Selected text:
-*-*-

On my return from Canada, I collaborated with Alan Fersht (now at Imperial College) to understand the effects of this and other mutations on the enzyme mechanism. We confirmed that Cys35 was a key catalytic residue, but also found that the Ser35 enzyme was weakly active. In due course, by exploring other mutations around the active site, we established that the catalytic mechanism of the enzyme involved the preferential stabilisation of the tyrosyl adenylate transition state by multiple non-covalent bonds (including bonds from a mobile loop involving His 45).

As we improved our methods for site directed mutagenesis and synthesis of oligonucleotides, we started to undertake larger scale mapping projects. In particular we mapped the path of the tRNA across the enzyme, and later, by the same approach, mapped the binding site for complement C1q in antibodies. With site-directed mutagenesis established as a powerful analytical tool for studies of protein structure and function, I started on the next phase of my career.

Antibodies

In October 1983 Fred Sanger retired and César Milstein took over as Head of Division. César’s passion was antibodies – particularly the mechanisms underpinning their diversity. He agreed to my tenure but suggested that I use site directed mutagenesis to study the structure and function of antibodies. In January 1984, I was attacked on the way to work, and my shoulder dislocated, leaving my right arm temporarily paralysed. No longer able to work at the bench, and as a distraction from the pain caused by the nerve damage, I immersed myself into a virtual world of protein structures using the LMB’s Evans and Sutherland PS300 computer graphics system. I was particularly interested in the architecture of binding sites. In the light of César Milstein’s suggestion, I started to look carefully at antibodies.

-*-*-

Input data:
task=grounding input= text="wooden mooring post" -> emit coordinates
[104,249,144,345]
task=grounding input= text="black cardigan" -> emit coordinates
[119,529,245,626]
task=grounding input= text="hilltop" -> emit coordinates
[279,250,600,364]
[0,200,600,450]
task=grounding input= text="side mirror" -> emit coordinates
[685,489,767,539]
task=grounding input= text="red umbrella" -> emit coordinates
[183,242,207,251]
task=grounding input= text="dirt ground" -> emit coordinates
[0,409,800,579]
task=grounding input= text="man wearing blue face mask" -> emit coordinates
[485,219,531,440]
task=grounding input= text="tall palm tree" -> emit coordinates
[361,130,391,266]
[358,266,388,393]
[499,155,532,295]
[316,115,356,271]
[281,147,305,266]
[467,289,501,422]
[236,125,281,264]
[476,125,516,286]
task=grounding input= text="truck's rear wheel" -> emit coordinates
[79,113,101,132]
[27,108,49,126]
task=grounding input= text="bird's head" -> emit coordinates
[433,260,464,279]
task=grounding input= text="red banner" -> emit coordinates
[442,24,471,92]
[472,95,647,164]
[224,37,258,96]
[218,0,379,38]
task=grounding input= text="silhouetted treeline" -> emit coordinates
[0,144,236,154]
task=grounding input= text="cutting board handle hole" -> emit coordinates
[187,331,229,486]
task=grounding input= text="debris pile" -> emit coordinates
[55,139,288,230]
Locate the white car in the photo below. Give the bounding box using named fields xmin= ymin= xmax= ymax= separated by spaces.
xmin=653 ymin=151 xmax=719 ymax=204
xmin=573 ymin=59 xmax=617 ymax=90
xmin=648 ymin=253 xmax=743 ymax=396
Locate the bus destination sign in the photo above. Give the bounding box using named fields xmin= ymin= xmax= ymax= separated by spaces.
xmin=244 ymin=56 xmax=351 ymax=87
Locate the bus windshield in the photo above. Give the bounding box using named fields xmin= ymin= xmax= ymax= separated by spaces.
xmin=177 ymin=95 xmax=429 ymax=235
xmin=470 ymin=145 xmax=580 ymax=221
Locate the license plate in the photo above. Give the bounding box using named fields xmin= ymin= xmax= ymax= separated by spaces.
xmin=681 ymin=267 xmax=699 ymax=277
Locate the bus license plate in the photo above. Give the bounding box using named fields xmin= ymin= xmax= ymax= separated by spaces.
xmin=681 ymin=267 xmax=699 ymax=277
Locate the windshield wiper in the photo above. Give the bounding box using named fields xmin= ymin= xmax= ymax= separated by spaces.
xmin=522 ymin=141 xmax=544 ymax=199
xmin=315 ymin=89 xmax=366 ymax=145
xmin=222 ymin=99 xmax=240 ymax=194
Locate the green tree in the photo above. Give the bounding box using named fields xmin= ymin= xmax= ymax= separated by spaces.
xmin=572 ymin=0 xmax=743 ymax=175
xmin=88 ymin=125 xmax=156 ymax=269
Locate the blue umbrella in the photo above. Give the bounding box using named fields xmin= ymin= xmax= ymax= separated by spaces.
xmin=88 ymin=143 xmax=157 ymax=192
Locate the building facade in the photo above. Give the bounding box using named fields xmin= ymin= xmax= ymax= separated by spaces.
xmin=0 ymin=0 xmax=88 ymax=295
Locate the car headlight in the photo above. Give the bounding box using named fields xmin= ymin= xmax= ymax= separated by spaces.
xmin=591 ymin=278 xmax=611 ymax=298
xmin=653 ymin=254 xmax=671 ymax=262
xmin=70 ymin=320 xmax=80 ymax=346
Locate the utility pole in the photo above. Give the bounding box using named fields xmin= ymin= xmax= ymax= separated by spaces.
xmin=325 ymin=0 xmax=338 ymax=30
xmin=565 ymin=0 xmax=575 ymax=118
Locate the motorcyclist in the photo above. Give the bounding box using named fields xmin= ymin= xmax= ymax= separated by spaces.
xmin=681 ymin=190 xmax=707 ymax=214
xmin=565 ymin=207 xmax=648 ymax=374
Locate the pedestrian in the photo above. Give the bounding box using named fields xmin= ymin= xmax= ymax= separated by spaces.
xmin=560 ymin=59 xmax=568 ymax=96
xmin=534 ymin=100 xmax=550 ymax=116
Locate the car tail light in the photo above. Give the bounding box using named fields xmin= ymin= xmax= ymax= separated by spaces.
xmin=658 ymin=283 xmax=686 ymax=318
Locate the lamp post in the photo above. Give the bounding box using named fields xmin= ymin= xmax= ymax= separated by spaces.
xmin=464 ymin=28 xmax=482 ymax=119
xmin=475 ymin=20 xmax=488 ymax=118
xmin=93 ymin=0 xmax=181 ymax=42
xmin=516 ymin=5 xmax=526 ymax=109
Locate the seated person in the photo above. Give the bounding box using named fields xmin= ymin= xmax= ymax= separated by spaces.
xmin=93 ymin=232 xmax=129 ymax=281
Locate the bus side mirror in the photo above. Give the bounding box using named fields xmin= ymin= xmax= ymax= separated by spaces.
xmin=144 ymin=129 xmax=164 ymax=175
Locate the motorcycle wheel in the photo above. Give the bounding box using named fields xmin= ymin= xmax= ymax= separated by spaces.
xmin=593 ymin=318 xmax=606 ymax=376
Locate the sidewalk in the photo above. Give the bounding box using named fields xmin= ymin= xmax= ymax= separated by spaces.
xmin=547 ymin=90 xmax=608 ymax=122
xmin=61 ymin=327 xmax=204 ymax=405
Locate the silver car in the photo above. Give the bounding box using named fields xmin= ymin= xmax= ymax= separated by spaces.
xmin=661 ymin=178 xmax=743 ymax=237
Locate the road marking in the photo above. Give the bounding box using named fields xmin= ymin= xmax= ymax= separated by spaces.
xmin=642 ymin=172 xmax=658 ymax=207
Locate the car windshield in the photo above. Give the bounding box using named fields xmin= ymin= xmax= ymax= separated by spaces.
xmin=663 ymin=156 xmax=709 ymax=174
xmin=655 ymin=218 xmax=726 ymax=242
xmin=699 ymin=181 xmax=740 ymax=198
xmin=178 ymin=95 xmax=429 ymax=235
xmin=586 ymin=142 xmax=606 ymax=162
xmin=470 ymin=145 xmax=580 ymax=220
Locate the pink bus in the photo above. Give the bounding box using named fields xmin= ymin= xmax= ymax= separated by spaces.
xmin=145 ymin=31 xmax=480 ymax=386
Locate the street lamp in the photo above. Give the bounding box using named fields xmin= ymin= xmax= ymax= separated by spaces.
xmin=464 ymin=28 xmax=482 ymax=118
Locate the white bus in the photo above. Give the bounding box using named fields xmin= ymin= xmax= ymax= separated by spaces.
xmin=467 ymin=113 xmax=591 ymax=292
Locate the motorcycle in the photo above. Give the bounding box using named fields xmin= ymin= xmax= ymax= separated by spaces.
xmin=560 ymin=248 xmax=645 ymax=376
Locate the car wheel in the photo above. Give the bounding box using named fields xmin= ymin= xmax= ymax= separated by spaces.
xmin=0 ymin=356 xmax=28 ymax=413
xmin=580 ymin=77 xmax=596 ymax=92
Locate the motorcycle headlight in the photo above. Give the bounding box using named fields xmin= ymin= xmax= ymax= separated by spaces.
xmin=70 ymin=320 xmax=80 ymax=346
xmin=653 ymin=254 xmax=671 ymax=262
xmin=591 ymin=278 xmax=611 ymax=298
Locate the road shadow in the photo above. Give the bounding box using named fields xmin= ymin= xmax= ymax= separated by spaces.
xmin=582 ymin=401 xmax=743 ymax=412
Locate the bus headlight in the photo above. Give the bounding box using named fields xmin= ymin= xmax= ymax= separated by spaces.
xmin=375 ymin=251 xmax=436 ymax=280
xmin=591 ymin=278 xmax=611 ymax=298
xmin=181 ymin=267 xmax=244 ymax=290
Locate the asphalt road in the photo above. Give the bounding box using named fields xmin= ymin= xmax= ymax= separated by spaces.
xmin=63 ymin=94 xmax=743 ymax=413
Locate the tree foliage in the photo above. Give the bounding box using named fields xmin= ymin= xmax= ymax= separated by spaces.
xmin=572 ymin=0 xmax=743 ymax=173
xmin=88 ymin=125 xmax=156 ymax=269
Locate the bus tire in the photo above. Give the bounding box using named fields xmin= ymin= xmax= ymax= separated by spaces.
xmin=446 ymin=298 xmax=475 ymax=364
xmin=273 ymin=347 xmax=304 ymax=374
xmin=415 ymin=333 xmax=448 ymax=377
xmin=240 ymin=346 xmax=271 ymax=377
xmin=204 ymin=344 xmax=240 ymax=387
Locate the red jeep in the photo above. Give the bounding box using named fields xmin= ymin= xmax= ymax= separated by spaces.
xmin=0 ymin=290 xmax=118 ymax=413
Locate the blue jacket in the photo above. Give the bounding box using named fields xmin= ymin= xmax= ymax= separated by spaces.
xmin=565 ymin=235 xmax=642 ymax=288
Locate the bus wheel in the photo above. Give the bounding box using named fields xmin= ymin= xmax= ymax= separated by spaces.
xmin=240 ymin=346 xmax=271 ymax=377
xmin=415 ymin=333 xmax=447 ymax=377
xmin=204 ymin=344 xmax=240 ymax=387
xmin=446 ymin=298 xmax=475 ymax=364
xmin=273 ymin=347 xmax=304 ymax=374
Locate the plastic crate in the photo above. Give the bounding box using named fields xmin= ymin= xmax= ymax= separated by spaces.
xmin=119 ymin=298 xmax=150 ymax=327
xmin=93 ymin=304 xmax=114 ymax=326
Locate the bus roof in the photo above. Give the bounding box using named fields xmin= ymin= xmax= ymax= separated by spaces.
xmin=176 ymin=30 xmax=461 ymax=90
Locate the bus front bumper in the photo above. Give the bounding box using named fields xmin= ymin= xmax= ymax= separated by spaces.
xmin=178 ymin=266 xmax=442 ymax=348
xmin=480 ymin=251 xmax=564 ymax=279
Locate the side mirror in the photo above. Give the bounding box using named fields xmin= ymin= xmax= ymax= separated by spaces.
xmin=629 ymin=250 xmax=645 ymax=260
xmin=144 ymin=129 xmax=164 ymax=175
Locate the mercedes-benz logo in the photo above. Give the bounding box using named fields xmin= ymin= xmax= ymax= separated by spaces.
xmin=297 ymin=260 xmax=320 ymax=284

-*-*-

What you need to do: Continue the account of the enzyme and antibody research from its last sentence. These rows come from a different source than the text.

Response box:
Cesar Milstein and Fred Sanger, mid-1980s.

Figure 4. Cesar Milstein and Fred Sanger, mid-1980s.

Credit: MRC Laboratory of Molecular Biology.

 Credit: MRC Laboratory of Molecular Biology.

At that time, only the three-dimensional structures of human and mouse myeloma proteins were known. Human myeloma proteins are a species of antibody produced in myeloma patients and for which we do not know the cognate antigen. Nevertheless, it was supposed that the antigen binding sites were located in regions of hypervariable sequence in the loops of the variable (V) domains; indeed Elvin Kabat had called the hypervariable regions “complementarity determining regions” (CDRs), and the regions outside the CDRs he called Framework Regions (FRs).

Inspection of the antibody architecture suggested to me that if Kabat was right, the antigen-binding activity of one antibody might be transferred to another by CDR transplant. This offered the prospect of endowing human myeloma proteins with the binding activities of rodent monoclonal antibodies, and so creating “humanised” [see Note 1] antibodies with predetermined binding activities for treatment of human disease, particularly non-infectious diseases such as cancer. I was aware that rodent monoclonal antibodies were seen as “foreign” in patients, provoking a blocking immune response, and anticipated that “humanised” antibodies (up to 95% human), might provoke a lesser response.

Accordingly, I designed a synthetic gene encoding an antibody variable domain in which the CDRs from a mouse monoclonal antibody with known binding activity were stitched into the framework regions of a human myeloma protein. César Milstein allocated a post for a research officer, and was joined by Peter Jones, who acted as my right hand man until my retirement. We set about creating the gene by the chemical synthesis and assembly of oligonucleotides and produced the humanised antibody in myeloma cells using expression vectors kindly provided by Michael Neuberger (LMB). This took us some 18 months of work, and to our relief we found that the humanised antibody bound to the same target as the original mouse antibody, and with similar binding affinity.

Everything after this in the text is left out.